## Point annotations for photos
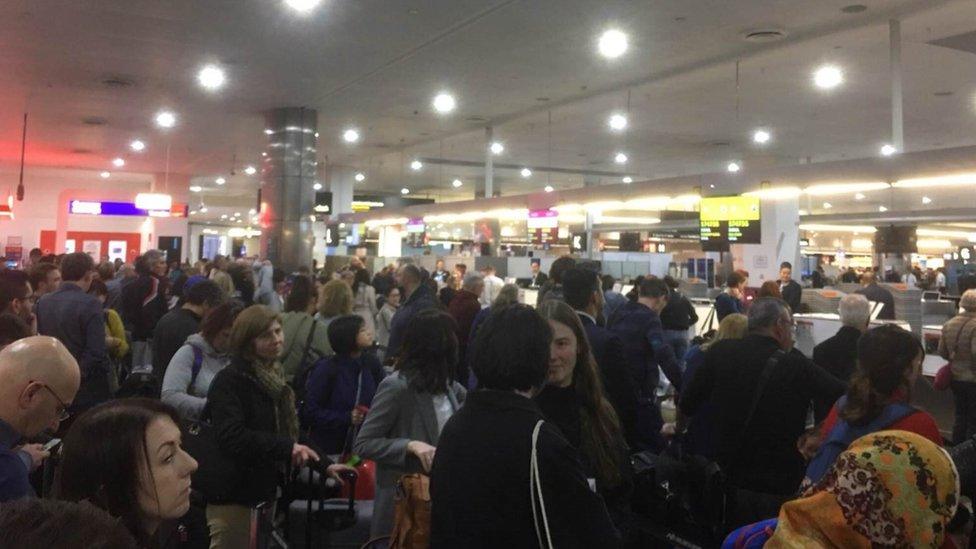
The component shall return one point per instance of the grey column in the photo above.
(287, 195)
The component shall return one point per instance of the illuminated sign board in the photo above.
(97, 207)
(725, 220)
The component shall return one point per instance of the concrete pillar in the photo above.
(287, 196)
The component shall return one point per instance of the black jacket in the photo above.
(792, 295)
(678, 314)
(479, 483)
(763, 456)
(170, 334)
(619, 383)
(243, 419)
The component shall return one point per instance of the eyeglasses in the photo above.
(63, 412)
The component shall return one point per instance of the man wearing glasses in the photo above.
(38, 382)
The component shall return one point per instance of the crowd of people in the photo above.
(187, 395)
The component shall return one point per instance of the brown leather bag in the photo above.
(411, 522)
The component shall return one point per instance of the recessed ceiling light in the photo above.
(211, 77)
(444, 103)
(303, 6)
(617, 122)
(612, 43)
(165, 119)
(828, 77)
(350, 136)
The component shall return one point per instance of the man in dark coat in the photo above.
(791, 290)
(584, 293)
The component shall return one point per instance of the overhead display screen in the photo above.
(726, 220)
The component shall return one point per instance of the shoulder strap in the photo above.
(197, 364)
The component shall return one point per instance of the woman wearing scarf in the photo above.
(889, 489)
(252, 410)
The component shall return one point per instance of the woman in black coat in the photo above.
(252, 410)
(480, 481)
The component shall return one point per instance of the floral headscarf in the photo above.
(888, 489)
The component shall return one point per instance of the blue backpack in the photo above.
(843, 434)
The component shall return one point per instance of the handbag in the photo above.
(943, 378)
(411, 520)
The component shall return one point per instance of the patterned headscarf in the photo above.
(888, 489)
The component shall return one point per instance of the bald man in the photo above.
(38, 381)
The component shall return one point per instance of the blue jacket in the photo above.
(725, 305)
(76, 320)
(422, 298)
(617, 378)
(331, 394)
(13, 466)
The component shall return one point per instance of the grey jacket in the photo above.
(397, 416)
(177, 392)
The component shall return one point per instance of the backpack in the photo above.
(843, 434)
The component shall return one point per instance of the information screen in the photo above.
(728, 220)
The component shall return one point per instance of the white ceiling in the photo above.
(376, 65)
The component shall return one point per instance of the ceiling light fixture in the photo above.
(617, 122)
(444, 103)
(211, 77)
(351, 135)
(612, 43)
(165, 119)
(828, 77)
(302, 6)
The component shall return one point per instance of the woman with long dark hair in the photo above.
(124, 456)
(410, 409)
(574, 400)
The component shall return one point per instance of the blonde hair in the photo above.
(733, 326)
(335, 299)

## WHAT NEEDS TO BE DONE
From the listing above, print every entry precisely and drop the pictures.

## ANSWER TO THE PROBLEM
The component shall return one point per instance of the grey column in the photo above.
(287, 195)
The component shall return one point per instance of the illuminated sign board in the photo above.
(97, 207)
(725, 220)
The component shall return one point per instance of the concrete pillar in the photo above.
(287, 196)
The component shall return one point per instance of the black jacket in the photo above.
(792, 295)
(678, 314)
(479, 483)
(763, 456)
(170, 334)
(619, 383)
(243, 419)
The component shall return one point per instance of the eyeglasses in the photo above.
(63, 412)
The component shall return one point per instance of the man wearing glasses in the photo above.
(38, 382)
The component shall return one point per instance of the crowd of people in the photo above.
(187, 395)
The component shall return one point per instance of the brown leather bag in the photo above.
(411, 522)
The component shall return one point per instance of the recessed ceiling light in the photo above.
(211, 77)
(444, 103)
(303, 6)
(617, 122)
(612, 43)
(165, 119)
(828, 77)
(350, 136)
The component shall return one point per instance of the man in dark coat in the photo above.
(791, 290)
(584, 293)
The component shall return one point per instance of the overhead display screen in the photo above.
(726, 220)
The component shall return one point per instance of the shoulder strap in the photo above.
(197, 364)
The component shall return one point per instance of the woman wearing scarf in the photo above.
(889, 489)
(252, 410)
The component shall return one point per instance of the woman in black coat in the photo above.
(252, 410)
(480, 481)
The component shall return one point per instance of the floral headscarf in the photo above.
(888, 489)
The component shall return one point per instance of the blue backpack in the photo above.
(843, 434)
The component shall return one point per instance of the handbag in the photo above.
(943, 378)
(411, 520)
The component shall return one point per instance of the patterned headscarf in the photo above.
(888, 489)
The component shall return one point per instance of the bald man in the photo above.
(38, 381)
The component shall return one point per instance of the blue jacket in the photo above.
(725, 305)
(76, 320)
(422, 298)
(617, 378)
(331, 394)
(13, 466)
The component shall return one point per instance of the grey jacket in the photo above.
(397, 416)
(177, 392)
The component shall return one point per instance of the backpack in the photo above.
(843, 434)
The component shall return one point per instance of the information screen in the photo above.
(728, 220)
The component shall return one point per instance of the white ceiling in the photo above.
(376, 65)
The component shall return one point per instance of the ceiling light fixture in the photo above.
(617, 122)
(444, 103)
(211, 77)
(351, 135)
(612, 43)
(165, 119)
(828, 77)
(302, 6)
The component shall return one point per instance of the woman with long dark hair in the photo above.
(124, 456)
(410, 409)
(574, 400)
The component shall return one point per instance of the blonde hair in the photo above.
(733, 326)
(335, 299)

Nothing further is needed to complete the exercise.